• Task details
Rewrite the data below, replacing every occurrence of "photograph" with "image" and keeping everything else unchanged.
--------------------
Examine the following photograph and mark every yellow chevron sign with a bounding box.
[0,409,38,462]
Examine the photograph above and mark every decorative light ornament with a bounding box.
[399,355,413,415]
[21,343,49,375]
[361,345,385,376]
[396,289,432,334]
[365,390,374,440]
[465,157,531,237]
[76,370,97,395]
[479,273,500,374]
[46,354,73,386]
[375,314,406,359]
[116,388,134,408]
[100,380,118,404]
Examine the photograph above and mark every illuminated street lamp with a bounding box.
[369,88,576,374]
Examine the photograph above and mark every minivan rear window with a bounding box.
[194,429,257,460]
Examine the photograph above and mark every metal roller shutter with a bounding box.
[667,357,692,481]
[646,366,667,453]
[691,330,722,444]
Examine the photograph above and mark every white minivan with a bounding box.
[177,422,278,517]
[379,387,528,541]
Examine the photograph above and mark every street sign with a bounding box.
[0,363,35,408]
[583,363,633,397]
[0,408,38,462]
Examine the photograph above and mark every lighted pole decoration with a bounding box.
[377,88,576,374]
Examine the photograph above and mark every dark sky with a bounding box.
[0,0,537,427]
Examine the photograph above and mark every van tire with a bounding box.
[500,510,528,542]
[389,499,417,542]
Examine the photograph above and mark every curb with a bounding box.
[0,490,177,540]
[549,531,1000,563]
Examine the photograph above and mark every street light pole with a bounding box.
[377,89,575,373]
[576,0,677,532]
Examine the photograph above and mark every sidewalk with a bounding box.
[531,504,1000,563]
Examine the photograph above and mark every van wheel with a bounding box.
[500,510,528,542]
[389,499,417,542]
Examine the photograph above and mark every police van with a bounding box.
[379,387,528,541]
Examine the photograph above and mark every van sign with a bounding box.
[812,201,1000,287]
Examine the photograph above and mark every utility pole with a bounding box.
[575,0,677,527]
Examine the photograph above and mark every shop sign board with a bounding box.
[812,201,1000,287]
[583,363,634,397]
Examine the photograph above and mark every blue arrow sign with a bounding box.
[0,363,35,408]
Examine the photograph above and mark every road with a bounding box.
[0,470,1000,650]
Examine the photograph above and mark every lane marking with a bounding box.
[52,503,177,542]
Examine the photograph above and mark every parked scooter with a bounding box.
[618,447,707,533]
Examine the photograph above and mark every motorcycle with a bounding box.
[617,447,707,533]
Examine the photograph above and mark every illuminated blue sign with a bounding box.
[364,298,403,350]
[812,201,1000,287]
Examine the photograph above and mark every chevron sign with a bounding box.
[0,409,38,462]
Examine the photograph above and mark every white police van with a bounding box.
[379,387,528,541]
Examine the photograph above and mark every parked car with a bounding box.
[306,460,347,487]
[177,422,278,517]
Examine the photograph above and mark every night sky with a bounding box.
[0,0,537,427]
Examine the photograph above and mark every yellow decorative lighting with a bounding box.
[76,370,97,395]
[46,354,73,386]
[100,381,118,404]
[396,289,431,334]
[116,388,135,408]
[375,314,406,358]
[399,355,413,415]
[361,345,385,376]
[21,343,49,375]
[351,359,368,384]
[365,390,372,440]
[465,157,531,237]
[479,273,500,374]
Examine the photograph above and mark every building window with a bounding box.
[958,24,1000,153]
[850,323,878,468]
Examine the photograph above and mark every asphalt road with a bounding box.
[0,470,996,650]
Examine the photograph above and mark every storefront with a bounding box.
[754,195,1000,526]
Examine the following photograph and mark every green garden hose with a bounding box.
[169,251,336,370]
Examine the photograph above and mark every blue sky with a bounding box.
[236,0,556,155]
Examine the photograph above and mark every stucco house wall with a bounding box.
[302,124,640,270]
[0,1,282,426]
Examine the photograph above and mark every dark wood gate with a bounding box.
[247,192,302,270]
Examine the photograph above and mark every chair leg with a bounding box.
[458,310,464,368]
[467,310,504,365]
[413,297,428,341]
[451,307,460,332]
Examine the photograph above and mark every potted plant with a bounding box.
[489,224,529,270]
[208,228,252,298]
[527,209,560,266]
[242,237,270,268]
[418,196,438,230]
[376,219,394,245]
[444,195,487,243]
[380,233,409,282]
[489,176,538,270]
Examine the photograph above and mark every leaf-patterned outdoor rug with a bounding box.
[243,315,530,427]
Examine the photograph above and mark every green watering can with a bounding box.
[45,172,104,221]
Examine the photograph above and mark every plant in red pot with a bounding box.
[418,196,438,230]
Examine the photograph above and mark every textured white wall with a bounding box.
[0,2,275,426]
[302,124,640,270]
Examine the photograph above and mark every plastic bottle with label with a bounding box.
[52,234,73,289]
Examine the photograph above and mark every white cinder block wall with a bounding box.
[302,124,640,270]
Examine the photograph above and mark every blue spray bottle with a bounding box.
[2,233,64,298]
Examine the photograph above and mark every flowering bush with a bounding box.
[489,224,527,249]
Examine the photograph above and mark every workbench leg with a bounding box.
--------------------
• Response
Examine the following image and mark every yellow chevron sign with a bounding box.
[0,409,38,462]
Examine the image above and mark every decorative light ornament with a bounding box.
[399,355,413,415]
[21,343,49,375]
[361,345,385,376]
[396,289,432,334]
[365,390,374,440]
[465,157,531,237]
[76,370,97,395]
[479,273,500,374]
[46,354,73,386]
[375,314,406,359]
[116,388,134,408]
[100,380,118,404]
Examine the image above and mark every illuminated street lamp with a bounding box.
[369,88,576,374]
Examine the image above and mark every minivan rear window with a bounding box.
[194,429,257,460]
Examine the image above and mark every metal roller shutter with a bounding box.
[667,357,692,481]
[646,366,667,453]
[691,330,722,444]
Examine the image above and mark every white minivan with a bounding box.
[177,422,278,517]
[379,387,528,541]
Examine the image above and mark every street sign with a bounding box.
[0,363,35,408]
[583,363,633,397]
[0,408,38,462]
Examine the image above and mark every lighted pole decoration with a bounding box.
[377,88,576,374]
Examine the image above and mark every dark sky with a bounding box.
[0,0,537,427]
Examine the image above and mark every van tire with a bounding box.
[500,510,528,542]
[389,499,417,542]
Examine the image above and mark every curb with a bounding box.
[0,490,177,540]
[549,531,1000,563]
Examine the image above and mark every street light pole with a bounding box.
[377,89,575,373]
[576,0,677,532]
Examine the image above and mark every sidewalk with a bounding box.
[531,504,1000,563]
Examine the image above and mark every van wheel with a bounding box.
[500,510,528,542]
[389,499,417,542]
Examine the image above and mark every police van with a bounding box.
[379,387,528,541]
Examine the image above and mark every van sign with a bounding box.
[812,201,1000,287]
Examine the image above and mark every utility pole with a bounding box.
[575,0,677,527]
Examine the image above and mark every shop sign board with a bounding box.
[812,201,1000,287]
[583,363,634,397]
Examine the image above and mark every blue arrow sign with a bounding box.
[0,363,35,408]
Examine the image above and mark every road with a bounding box.
[0,470,1000,650]
Examine the image above and mark every lane marking with a bounding box.
[52,503,177,542]
Examine the image above and mark every parked scooter with a bounding box.
[618,447,707,533]
Examine the image above and mark every motorcycle with a bounding box.
[617,447,707,533]
Examine the image above and mark every illuminated blue sign with a bounding box.
[364,298,403,350]
[812,201,1000,287]
Examine the image above and mark every chevron sign with a bounding box.
[0,409,38,462]
Examine the image above and mark every white police van with a bounding box.
[379,387,528,541]
Examine the image above and mark every parked car with a bounding box.
[306,460,347,487]
[177,422,278,517]
Examine the image above and mark every night sky with a bounding box.
[0,0,537,427]
Examine the image above and mark every yellow decorative lighting with a bounding box.
[76,370,97,395]
[46,354,73,386]
[100,381,118,404]
[396,289,431,334]
[116,388,135,408]
[375,314,406,358]
[399,355,413,415]
[361,345,385,376]
[21,343,49,375]
[351,359,368,384]
[365,390,372,440]
[465,157,531,237]
[479,273,500,374]
Examine the image above and mark every building window with a bounding box.
[958,24,1000,153]
[850,323,878,468]
Examine the image above and mark every asphalt road with a bounding box.
[0,470,996,650]
Examine the image above and mark every storefront with a bounding box.
[754,195,1000,526]
Examine the following image and mark every green garden hose with a bounding box.
[169,251,336,370]
Examine the image above and mark every blue sky with a bounding box.
[236,0,556,155]
Examine the image above and mark every stucco house wall with a bounding box.
[302,124,640,270]
[0,1,282,426]
Examine the image above and mark every dark wood gate with a bounding box.
[247,192,302,270]
Examine the image above and mark every chair leg with a bounding box.
[458,310,464,368]
[467,310,504,365]
[413,297,428,341]
[451,307,460,332]
Examine the image above and mark every potted plant with a bounding box.
[489,224,529,270]
[208,228,252,298]
[527,209,560,266]
[242,237,270,268]
[418,196,438,230]
[376,219,394,245]
[444,195,487,243]
[380,233,409,282]
[489,176,538,270]
Examine the image above and mark every leaf-patterned outdoor rug with a bounding box.
[243,315,530,427]
Examine the image above and mark every green watering can with a bounding box.
[45,172,104,221]
Examine the image above and mark every plant in red pot with a bounding box.
[418,196,438,230]
Examine the image above and mark every textured white wall with a bounding box.
[0,2,275,426]
[302,124,640,270]
Examine the image above and mark every plastic bottle with label with a bounding box.
[52,234,73,289]
Examine the image above and mark every white cinder block wall with a bounding box.
[302,124,640,270]
Examine the image above and mark every blue spray bottle with a bounding box.
[2,233,64,298]
Examine the image above and mark every flowering bush with a bounding box.
[489,224,527,249]
Examine the image above and mark every workbench leg with a bounding box.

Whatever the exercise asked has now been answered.